--- Text passage ---

KANSAS CITY, KAN. News of the phase-out plan was greeted warmly by Douglas County District Court Judge Jean Shepherd, who believes foster children need to reside in homes or small group settings whenever possible.
A 100-bed residential foster care facility here that some critics have compared to an old-fashioned orphanage no longer will house children after Aug. 31, the top executive of Kaw Valley Center said Friday.
Kaw Valley Center since early 1997 has had a contract with the state to provide foster care services for children from Douglas and other eastern Kansas counties. CEO Wayne Sims said the Kaw Valley East facility, formerly St. Margaret's Catholic hospital and later a vacant nursing home, was reconditioned for foster children last summer in response to overcrowding at other KVC residential centers and always was meant to be temporary.
The agency's temporary state operating license for the facility expires Aug. 31.

--- Source information ---

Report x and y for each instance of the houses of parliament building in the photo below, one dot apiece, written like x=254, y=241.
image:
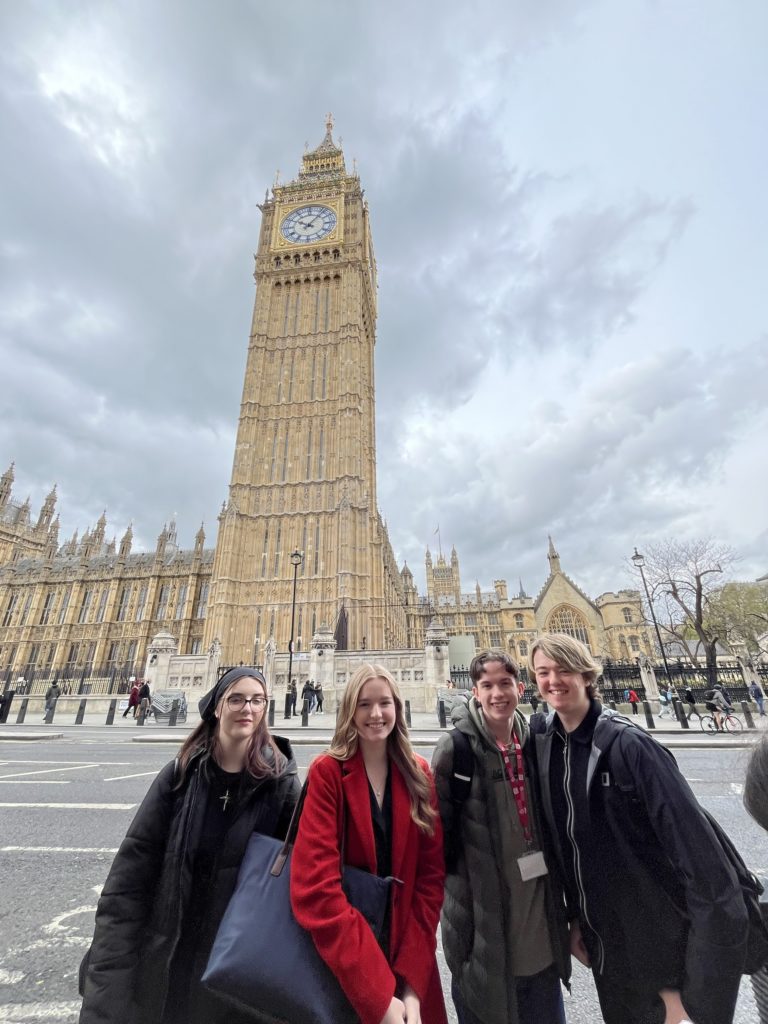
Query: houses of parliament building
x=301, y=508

---
--- Source information ---

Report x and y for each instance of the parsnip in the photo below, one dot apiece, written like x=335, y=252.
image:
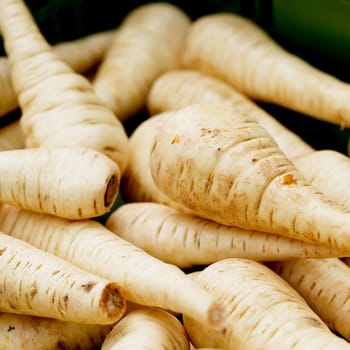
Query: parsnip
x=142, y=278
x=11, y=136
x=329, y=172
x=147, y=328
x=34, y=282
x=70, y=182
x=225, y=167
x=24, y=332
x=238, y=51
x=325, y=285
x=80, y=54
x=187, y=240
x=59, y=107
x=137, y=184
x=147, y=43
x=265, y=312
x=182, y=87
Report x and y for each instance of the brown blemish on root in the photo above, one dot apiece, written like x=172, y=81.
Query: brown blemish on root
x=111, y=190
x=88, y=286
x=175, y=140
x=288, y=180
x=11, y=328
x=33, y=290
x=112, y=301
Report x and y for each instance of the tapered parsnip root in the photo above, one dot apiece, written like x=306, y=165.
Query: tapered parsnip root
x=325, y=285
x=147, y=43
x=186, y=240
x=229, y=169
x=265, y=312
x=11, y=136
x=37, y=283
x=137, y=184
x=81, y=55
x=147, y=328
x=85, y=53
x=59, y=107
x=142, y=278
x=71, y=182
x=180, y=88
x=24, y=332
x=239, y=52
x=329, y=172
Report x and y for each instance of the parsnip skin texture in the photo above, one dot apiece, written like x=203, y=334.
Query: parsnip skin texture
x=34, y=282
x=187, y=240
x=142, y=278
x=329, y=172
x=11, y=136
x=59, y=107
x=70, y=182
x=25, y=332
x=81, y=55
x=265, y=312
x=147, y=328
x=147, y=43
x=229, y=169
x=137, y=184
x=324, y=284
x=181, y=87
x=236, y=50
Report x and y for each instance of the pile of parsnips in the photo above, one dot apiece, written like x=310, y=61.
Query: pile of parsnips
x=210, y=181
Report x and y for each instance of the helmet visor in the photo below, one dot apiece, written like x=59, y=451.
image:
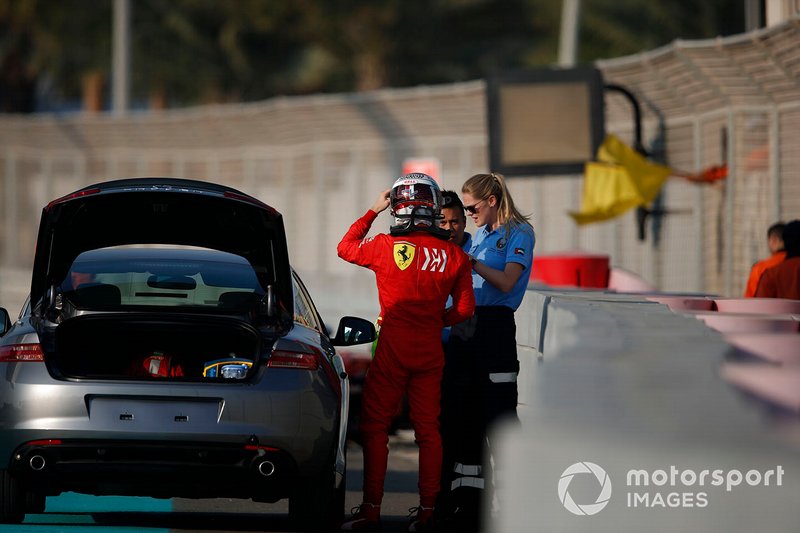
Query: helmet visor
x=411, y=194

---
--- Source information ---

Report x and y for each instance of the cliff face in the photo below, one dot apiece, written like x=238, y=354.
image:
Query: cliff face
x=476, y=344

---

Check your understanding:
1) According to the news article about the Kaw Valley Center foster care facility, after what date will the facility no longer house children?
2) List every institution or facility that the Kaw Valley Center article mentions by proper name.
3) Please carry on the news article about the Kaw Valley Center from where it stops.

Answers for this exercise:
1) After Aug. 31.

2)
- Douglas County District Court
- Kaw Valley Center (KVC)
- Kaw Valley East
- St. Margaret's Catholic hospital

3)
"Early on we had more children and adolescents coming into the program than what we had anticipated" when foster care was transferred from the state to private contractors as part of a privatization initiative by Gov. Bill Graves, Sims said. "Gratefully, we found this facility. We never had this facility before the initiative and didn't want it. Unfortunately, due to numbers we had to do something on an interim basis."
News of the phase-out plan was greeted warmly by Douglas County District Court Judge Jean Shepherd, a juvenile court specialist among those who have said foster children need to reside in homes or small group settings whenever possible.
"That's wonderful news," she said. "I think, in fact, May 31 would be a better date. We have (Douglas County) children there."
Shepherd said she was uncertain how many Douglas County children currently are there because high turnover at the facility makes it difficult to keep track.
Sims said there are about 70 children residing at Kaw Valley East, about 30 percent of whom are from the same Kansas City ZIP code as KVC East. He said KVC will continue to use the building for administrative and case management purposes and will continue some of its non-foster-care related activities there.
When the facility first opened, rooms for the children were on the fourth and fifth floors. Not long after the facility opened, a teen-age girl was seriously injured after falling from an upper story window.
State health inspectors subsequently ordered KVC to move children's rooms to the lower floors.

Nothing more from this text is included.